**PROBLEMA ASSEGNATO 1**
Rispondi a queste domande basandoti sull'estratto su Friedrich List.
(a) In quale giorno List approdò sul suolo americano?
(b) Per quale giornale cominciò a scrivere dopo essersi stabilito vicino a Philadelphia?
(c) Di quale compagnia divenne amministratore?
**PROBLEMA ASSEGNATO 2**
Individua ogni riga che contiene la parola “bottom” e ricopiala per intero.

**ESTRATTO FORNITO**

Cosa vide Friedrich List*
di Maurizio Blondet [14/07/2006]
Fonte: effedieffe [scheda fonte]





Quando approdò sul suolo americano il 9 giugno 1825, il tedesco Friedrich List aveva 36 anni ed era appena stato rilasciato dal carcere di Hohenasperg, presso Stuttgart. La detenzione, come liberale e rivoluzionario, era durata sei mesi; per farsi rilasciare, List aveva di fatto dovuto rinunciare alla cittadinanza ed accettare l'esilio.

L'anno prima, a Parigi, aveva conosciuto Lafayette (1757-1834), e il marchese l'aveva invitato ad accompagnarlo in un viaggio che stava preparando negli Stati Uniti, ospite della nazione, per l'appoggio che aveva dato a George Washington nella guerra d'indipendenza anti-inglese. List approfittò dell'occasione. Insieme a Lafayette percorse l'America per vari mesi, e fu introdotto nei più importanti circoli americani, Conobbe il presidente in carica, John Quincey Adams (1767 -1848) e il futuro presidente Andrew Jackson.

L'energico sviluppo americano lo conquistò, e ne orientò i pensieri verso i processi economici. "Qui", scrisse, "si vedono stati ricchi e potenti crescere letteralmente dalla natura selvaggia. Qui mi è diventato chiaro per la prima volta come l'economia di un popolo si sviluppa grado a grado. Il processo che in Europa si svolge lungo i secoli, qui si produce sotto i vostri occhi: la transizione dallo stato selvaggio all'allevamento di bestiame, da questo all'agricoltura, seguita poi dalla manifattura e dal commercio". Il campo ideale per osservare il processo di costruzione economica, lo sviluppo delle capacità produttive.

Friedrich si stabilì nei pressi di Philadelphia, dove abitava una forte comunità germanica, e cominciò a scrivere per Adler (Aquila), il giornale tedesco della cittadina di Reading. Il lavoro giornalistico ne fece un conoscitore del dibattito politico e della vita economica degli Usa; in seguito, gli avrebbe anche aperto le porte alla carriera politica a livello dello Stato e federale. Ma non durò molto. Come scrisse lui stesso, "scrivere, in America, non è una vocazione che rechi molto guadagno; chi vuole impegnarsi in questa attività e non è ricco di famiglia, cerca anzitutto di assicurarsi l'esistenza con qualche intrapresa. Anch 'io ho ritenuto consigliabile seguire questa massima, e l'opportunità a questo fine mi fu fornita dalla mia conoscenza delle ferrovie" .

Divenne amministratore della Schuylkill Navigation, Railroad & Canal Company, una piccola impresa ferroviaria che sfruttava una miniera di carbone, di cui List era divenuto proprietario. In breve, si arricchì. Senza cessare di meditare sullo sviluppo economico. "In precedenza, conoscevo l'importanza dei mezzi di trasporto solo dal punto di vista della teoria dei valori, [ossia] solo sull'effetto che i trasporti hanno riguardo all'espansione del mercato e alla riduzione dei prezzi dei beni materiali. Solo adesso comincio a considerarli dal punto di vista della teoria delle forze produttive [...] e del suo influsso sull'intera vita mentale e politica, i rapporti sociali, la produttività e la potenza delle nazioni. [...] Ho avuto modo di studiare questo tema - se posso osare dirlo - meglio di ogni altro economista".

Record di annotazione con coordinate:
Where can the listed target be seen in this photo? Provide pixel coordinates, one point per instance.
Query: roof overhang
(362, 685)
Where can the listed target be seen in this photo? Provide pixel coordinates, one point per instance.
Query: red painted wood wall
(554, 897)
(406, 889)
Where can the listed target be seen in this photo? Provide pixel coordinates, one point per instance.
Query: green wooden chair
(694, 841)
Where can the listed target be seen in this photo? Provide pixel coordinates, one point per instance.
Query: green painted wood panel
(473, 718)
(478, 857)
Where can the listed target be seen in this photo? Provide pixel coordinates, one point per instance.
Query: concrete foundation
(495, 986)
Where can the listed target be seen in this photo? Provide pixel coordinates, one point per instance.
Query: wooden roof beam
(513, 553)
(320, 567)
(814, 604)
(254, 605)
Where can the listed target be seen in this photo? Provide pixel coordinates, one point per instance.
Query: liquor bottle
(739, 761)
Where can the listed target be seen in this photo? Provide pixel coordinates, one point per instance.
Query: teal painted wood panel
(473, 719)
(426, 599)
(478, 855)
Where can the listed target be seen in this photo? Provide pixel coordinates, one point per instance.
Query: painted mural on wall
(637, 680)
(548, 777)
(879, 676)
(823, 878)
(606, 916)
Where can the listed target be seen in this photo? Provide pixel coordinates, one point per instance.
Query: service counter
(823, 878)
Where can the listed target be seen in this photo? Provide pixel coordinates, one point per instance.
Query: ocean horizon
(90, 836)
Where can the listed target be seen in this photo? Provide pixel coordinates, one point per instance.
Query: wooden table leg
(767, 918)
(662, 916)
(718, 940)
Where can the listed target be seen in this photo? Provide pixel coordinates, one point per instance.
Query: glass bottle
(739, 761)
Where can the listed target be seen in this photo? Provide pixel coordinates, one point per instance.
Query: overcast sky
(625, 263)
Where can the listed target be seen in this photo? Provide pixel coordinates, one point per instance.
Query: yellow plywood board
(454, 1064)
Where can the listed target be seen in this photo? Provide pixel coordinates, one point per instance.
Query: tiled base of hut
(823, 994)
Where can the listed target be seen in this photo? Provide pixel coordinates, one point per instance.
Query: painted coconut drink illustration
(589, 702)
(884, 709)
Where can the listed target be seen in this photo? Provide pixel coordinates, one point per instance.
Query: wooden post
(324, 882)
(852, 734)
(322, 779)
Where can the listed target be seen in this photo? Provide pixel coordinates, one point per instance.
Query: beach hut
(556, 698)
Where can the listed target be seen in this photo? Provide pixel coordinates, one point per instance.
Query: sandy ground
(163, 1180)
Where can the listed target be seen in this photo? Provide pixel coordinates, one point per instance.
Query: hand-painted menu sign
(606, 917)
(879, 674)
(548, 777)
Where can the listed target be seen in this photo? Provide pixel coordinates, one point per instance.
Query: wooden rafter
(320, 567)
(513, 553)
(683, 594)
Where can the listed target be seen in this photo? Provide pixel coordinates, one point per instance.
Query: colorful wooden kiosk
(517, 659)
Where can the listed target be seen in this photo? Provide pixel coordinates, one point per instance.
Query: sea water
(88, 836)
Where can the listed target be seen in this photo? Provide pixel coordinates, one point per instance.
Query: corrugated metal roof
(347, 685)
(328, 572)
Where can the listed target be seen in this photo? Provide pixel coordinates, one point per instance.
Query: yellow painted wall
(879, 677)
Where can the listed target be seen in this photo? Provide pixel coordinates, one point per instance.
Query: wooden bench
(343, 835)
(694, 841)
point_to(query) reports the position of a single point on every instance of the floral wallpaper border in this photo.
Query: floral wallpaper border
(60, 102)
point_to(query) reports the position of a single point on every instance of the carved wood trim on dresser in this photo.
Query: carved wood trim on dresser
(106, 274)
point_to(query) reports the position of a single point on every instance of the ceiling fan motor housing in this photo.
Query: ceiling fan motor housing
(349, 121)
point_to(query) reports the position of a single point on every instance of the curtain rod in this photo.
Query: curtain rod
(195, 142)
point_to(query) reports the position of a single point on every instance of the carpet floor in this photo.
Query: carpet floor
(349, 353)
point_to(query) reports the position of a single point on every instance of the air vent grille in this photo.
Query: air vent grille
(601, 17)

...

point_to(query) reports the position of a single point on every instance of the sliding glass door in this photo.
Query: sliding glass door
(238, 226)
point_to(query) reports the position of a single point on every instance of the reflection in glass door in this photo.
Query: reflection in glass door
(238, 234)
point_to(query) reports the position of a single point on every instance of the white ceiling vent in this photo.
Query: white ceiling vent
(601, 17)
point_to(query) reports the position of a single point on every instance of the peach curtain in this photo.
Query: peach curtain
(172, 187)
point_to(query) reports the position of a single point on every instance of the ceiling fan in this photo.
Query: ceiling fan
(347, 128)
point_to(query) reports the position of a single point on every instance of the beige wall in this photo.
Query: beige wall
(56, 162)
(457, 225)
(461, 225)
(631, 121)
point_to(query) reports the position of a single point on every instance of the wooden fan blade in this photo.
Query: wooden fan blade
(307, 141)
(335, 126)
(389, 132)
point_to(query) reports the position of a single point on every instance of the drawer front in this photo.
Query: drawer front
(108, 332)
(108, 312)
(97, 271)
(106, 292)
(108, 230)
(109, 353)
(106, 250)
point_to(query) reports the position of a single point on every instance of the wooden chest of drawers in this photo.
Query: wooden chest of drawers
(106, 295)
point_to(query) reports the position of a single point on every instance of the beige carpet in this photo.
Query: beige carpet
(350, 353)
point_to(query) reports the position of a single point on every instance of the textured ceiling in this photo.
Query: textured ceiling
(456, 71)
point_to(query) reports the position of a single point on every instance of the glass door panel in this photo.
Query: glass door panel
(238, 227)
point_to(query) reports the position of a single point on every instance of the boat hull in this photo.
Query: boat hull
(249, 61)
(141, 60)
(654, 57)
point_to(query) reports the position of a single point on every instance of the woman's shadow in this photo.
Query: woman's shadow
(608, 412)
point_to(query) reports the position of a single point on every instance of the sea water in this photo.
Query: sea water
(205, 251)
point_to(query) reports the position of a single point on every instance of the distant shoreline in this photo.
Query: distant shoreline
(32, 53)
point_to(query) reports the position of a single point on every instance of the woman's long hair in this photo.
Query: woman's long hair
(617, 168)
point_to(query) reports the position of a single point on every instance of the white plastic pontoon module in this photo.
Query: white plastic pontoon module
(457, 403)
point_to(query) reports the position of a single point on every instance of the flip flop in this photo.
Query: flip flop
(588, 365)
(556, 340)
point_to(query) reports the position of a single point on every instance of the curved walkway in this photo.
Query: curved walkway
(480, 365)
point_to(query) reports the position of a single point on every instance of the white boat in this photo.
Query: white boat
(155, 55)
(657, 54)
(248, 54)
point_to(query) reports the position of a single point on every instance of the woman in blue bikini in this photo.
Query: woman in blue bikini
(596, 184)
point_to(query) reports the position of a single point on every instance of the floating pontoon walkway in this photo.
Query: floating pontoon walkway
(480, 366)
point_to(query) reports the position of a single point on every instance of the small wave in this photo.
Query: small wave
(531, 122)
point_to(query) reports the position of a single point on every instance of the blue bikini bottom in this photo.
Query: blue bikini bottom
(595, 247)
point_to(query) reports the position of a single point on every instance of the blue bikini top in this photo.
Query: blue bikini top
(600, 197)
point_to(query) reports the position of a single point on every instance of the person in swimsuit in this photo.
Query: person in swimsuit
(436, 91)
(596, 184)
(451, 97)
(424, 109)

**RISPOSTA CORRETTA 1**
(a) Il 9 giugno 1825.
(b) Per Adler (Aquila), il giornale tedesco della cittadina di Reading.
(c) Della Schuylkill Navigation, Railroad & Canal Company.

**RISPOSTA CORRETTA 2**
point_to(query) reports the position of a single point on every instance of the blue bikini bottom in this photo.
Query: blue bikini bottom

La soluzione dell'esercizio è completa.